- **Problem to work on**
Output the records exactly, with no line skipped.

# # # # #

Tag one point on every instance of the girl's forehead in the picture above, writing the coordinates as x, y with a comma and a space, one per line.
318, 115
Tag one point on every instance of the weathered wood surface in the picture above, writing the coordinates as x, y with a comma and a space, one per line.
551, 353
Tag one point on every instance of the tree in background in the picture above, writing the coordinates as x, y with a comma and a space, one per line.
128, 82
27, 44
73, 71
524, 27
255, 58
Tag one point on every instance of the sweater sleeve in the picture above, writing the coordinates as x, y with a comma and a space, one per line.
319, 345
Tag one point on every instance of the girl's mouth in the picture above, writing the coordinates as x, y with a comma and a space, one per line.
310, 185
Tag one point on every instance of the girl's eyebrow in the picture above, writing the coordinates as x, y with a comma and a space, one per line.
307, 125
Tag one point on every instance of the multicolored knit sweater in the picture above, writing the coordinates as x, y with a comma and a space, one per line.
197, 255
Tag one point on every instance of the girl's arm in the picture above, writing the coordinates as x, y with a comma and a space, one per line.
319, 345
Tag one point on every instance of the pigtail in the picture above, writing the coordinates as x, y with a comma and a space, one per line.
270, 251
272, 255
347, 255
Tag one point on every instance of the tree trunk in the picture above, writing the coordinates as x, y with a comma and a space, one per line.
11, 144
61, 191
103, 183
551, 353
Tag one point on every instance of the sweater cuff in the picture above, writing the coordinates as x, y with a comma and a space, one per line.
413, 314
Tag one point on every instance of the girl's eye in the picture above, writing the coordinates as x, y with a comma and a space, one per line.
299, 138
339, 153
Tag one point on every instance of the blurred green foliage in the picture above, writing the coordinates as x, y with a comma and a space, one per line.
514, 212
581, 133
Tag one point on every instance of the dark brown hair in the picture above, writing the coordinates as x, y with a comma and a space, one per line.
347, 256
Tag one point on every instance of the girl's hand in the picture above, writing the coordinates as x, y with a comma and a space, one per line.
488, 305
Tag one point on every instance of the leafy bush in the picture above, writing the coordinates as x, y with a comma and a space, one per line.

# # # # #

- **Task output**
Tag one point on every instance of the girl's forehead in the picture above, writing the coordinates as x, y with a comma and a space, one per line.
318, 115
Tag one point on every instance of the weathered wood surface in the picture above, writing the coordinates as x, y with a comma and a space, one per line.
551, 353
Tag one point on every instance of the tree in background in the picture above, writing the coordinates as x, y with a comma and a space, one per line.
128, 82
27, 44
73, 71
524, 27
255, 58
Tag one point on every instance of the sweater sleeve in the picture above, writing the coordinates as x, y with a comma and a space, one per line.
319, 345
Tag one point on every instance of the girl's mouth in the picture above, writing the coordinates as x, y with a comma and a space, one per line.
310, 185
Tag one point on every instance of the girl's eyebrow in the picture above, writing the coordinates as x, y with a comma and a space, one per line.
307, 125
Tag one point on every instance of the multicolored knit sweater in the picture above, writing the coordinates as x, y with a comma and a space, one per line.
197, 255
Tag one point on every instance of the girl's arm in the picture above, writing the coordinates as x, y with a comma and a space, one per line.
319, 345
Tag one point on every instance of the pigtail in the picture above, writing the coordinates as x, y with a comma and a space, one per line.
270, 251
272, 255
347, 255
Tag one point on every instance of the tree trunk in the picture above, writing the coordinates as x, y with a comma and a space, one per line.
11, 144
61, 191
103, 183
551, 353
Tag one point on every instance of the sweater cuff in the picture above, writing the coordinates as x, y with a comma and a space, one per line.
413, 314
Tag one point on every instance of the girl's eye in the picture above, writing the coordinates as x, y with a comma and a space, one per line.
299, 138
339, 153
Tag one point on every instance of the blurred green foliage in the picture above, writing the coordinates as x, y with a comma and a space, one per line.
514, 212
581, 133
Tag one point on every instance of the dark brown hair in the picture above, writing the coordinates as x, y with a comma and a space, one per line.
347, 256
Tag one point on every instance of the girl's hand in the picture above, writing the coordinates as x, y with a comma and a space, one per line.
488, 305
Tag one point on every instance of the leafy bush in the picture above, writing the coordinates as x, y with a comma and a space, one per line.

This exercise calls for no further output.